**What you will do**
Copy each of the lines below word for word, with every symbol and number kept as it is.

**Given data**
◆ ◆ ◆ ◆ ◆

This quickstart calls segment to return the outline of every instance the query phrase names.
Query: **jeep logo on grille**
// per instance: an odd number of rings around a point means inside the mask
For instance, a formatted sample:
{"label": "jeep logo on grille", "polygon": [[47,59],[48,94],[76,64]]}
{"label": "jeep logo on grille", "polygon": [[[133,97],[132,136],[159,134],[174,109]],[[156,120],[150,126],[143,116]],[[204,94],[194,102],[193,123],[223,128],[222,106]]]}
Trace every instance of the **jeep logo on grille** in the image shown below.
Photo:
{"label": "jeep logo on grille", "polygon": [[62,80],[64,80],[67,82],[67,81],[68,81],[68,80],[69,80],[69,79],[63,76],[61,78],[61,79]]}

◆ ◆ ◆ ◆ ◆

**Solution to the problem**
This quickstart calls segment to return the outline of every instance the query phrase names.
Query: **jeep logo on grille**
// per instance: an odd number of rings around a point means inside the mask
For instance, a formatted sample:
{"label": "jeep logo on grille", "polygon": [[47,59],[48,94],[76,64]]}
{"label": "jeep logo on grille", "polygon": [[[133,97],[132,136],[159,134],[174,109]],[[156,120],[150,126],[143,116]],[[204,94],[194,102],[193,123],[223,128],[222,106]]]}
Trace every instance of the **jeep logo on grille** in the image shown below.
Photo:
{"label": "jeep logo on grille", "polygon": [[62,80],[64,80],[67,82],[67,81],[68,81],[68,80],[69,80],[69,79],[63,76],[61,78],[61,79]]}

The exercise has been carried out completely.